Text provided:
- - - -
A screenshot of a plot showing a the results of a KAN trained to fit a 1D function.  It shows a orange line labeled "Actual" making a zigzag pattern along with an orange line labeled "Predicted" which follows the orange one pretty closely, but with some inaccuracy especially near sharp turns.

To understand what kind of splines it was learning to accomplish this, I plotted the output of each spline in the network across the full input range of the model:

A screenshot of a number of different plots showing the output of each B-spline in a KAN after it's been trained to model a target function.  The first layer shows output plots that are relatively simple and smooth while the second layer's outputs are significantly more complicated and have more high-frequency features.

Pretty solid results! The first layer's outputs are pretty simple and represent a single spline each. Then the second layer creates more complicated representations that are stitched together from the outputs of the previous layer, and the final layer has a single spline which combines it all together and returns the model's output.

Scaling Up

Inspired by this early success, I decided to try turning up the complexity. I set up a training pipeline to parameterize images - learning a function like (normalizedXCoord, normalizedYCoord) -> pixelLuminance.

I used a version of positional encoding to expand the coordinates from single scalars into small vectors to make it easier for the networks to learn high-frequency features.

When I tried to train KANs to parameterize some small images, I ran into significant difficulty.

The models would fail to converge or perform badly. I tried changing a bunch of things like layer count, knot count and spline order on the splines, learning rate, you name it. Some things helped, but it was largely a pretty poor showing.

At some point, I figured I'd take a look at PyKAN's source code to see if I was missing something in my implementation compared to what they were doing. I'd had good luck with PyKAN when testing it out in a Python notebook when I was first investigating KANs.

As it turns out, there was a whole lot more going on there than I expected.

PyKAN's Tricks and Extras

PyKAN's source code is actually pretty small and easy enough to parse through.

As I read some of the code around the core KAN implementation, I quickly noticed that PyKAN was using a lot of tricks to beef up their KAN implementation.

Here are the ones I noticed:

Bias

PyKAn includes a learnable bias vector which is added to the output of each layer before passing it to the next. This is the same thing that traditional neural networks have.

They include this note in the docs:

biases are added on nodes (in principle, biases can be absorbed into activation functions. However, we still have them for better optimization)

I added them to my own KAN implementation and sure enough, I did see an improvement in learning ability.

Spline Weights

I also noticed that PyKAN was using a learnable weight vector of size (in_count * out_count,) and multiplying the output of the splines by this before summing.

This is a pretty big vector, and it scales multiplicatively with the layer width. It's actually as big as the entire weight vector for a dense layer of a traditional neural network.
- - - -
Information supplied:

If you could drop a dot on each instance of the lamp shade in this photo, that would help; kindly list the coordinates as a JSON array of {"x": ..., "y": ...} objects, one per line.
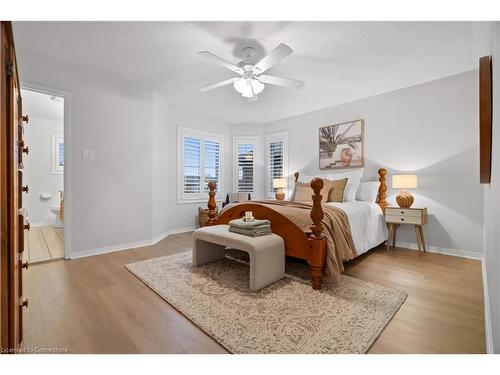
- - - -
Exercises to complete:
1. Could you reproduce, word for word, the part of the KAN post that begins at "I also noticed" and stops after "traditional neural network."?
2. What section headings appear in the KAN post?

Problem solutions:
1.
I also noticed that PyKAN was using a learnable weight vector of size (in_count * out_count,) and multiplying the output of the splines by this before summing.

This is a pretty big vector, and it scales multiplicatively with the layer width. It's actually as big as the entire weight vector for a dense layer of a traditional neural network.

2.
Scaling Up
PyKAN's Tricks and Extras
Bias
Spline Weights